The problem: Copy the lines from the one containing "Task: pick out the green lawn." through the last line, with both ends included, and reproduce them without any changes.

* start Given data *

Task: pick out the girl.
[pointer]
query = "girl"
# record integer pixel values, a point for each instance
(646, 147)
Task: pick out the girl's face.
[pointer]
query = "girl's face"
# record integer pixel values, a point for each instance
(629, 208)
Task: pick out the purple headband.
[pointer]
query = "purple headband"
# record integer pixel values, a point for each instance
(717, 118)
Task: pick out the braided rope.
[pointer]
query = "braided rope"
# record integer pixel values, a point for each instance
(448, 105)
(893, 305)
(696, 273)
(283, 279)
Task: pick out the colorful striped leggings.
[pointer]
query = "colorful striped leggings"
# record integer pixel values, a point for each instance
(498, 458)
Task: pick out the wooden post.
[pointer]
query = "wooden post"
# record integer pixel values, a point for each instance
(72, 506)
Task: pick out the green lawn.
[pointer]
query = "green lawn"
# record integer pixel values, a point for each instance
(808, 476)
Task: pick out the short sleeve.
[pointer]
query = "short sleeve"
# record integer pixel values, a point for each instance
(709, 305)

* end Given data *

Solution to this exercise:
Task: pick out the green lawn.
[pointer]
query = "green lawn"
# record integer pixel values, a point for each instance
(808, 476)
Task: pick out the short sleeve.
[pointer]
query = "short sleeve"
# record integer pixel values, a point for each instance
(709, 305)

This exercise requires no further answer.